— START —

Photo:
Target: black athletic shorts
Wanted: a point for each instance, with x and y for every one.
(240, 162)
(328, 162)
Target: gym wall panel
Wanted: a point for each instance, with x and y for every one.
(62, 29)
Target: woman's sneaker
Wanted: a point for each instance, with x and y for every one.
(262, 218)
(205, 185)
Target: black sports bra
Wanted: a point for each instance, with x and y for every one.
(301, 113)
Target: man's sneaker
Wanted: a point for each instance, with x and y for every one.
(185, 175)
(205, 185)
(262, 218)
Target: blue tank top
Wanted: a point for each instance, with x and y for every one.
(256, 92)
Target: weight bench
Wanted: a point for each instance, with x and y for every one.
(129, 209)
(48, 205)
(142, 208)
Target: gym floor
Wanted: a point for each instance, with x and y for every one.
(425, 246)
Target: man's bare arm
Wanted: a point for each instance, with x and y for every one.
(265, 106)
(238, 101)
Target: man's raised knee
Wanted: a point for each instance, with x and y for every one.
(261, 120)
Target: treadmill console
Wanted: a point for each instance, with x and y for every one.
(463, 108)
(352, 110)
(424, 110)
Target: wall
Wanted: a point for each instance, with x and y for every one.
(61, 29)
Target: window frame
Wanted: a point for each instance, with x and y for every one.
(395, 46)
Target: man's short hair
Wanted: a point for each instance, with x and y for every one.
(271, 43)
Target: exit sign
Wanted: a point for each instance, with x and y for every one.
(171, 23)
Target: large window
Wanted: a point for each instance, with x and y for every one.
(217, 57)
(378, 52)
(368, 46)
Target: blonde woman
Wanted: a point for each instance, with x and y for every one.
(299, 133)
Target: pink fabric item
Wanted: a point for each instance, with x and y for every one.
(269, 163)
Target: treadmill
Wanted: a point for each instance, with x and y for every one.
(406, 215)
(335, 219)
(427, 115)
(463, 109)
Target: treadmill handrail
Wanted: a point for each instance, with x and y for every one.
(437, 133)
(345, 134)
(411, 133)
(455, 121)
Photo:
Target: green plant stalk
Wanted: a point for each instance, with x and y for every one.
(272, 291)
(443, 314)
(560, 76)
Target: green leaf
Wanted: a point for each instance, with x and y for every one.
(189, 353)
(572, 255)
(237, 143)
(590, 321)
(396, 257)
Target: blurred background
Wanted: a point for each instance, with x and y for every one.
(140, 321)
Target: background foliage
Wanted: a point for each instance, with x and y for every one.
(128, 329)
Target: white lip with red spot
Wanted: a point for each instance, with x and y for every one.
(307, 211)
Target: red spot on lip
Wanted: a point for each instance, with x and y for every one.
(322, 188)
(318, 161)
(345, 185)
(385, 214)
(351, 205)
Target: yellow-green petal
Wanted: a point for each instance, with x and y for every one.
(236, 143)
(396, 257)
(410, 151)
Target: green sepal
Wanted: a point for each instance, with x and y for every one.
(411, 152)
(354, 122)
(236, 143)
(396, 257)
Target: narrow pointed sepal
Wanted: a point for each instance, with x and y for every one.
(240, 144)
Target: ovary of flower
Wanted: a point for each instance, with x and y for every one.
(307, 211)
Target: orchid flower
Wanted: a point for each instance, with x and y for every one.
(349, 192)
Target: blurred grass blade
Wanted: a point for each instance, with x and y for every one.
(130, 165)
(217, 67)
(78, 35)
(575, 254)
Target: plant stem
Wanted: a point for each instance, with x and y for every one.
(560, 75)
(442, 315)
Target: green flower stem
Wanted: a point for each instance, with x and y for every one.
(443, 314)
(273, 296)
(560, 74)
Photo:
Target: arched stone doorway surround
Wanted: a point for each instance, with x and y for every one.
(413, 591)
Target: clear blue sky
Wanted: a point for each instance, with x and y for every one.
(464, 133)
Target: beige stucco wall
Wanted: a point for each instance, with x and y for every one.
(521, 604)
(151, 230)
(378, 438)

— END —

- Written instruction -
Copy out, word for word, everything from the line with "Target: beige stucco wall" down to the last line of the data.

- Output of the exercise -
Target: beige stucco wall
Wanted: a point for each instance, with x and y for every one.
(521, 604)
(151, 230)
(378, 438)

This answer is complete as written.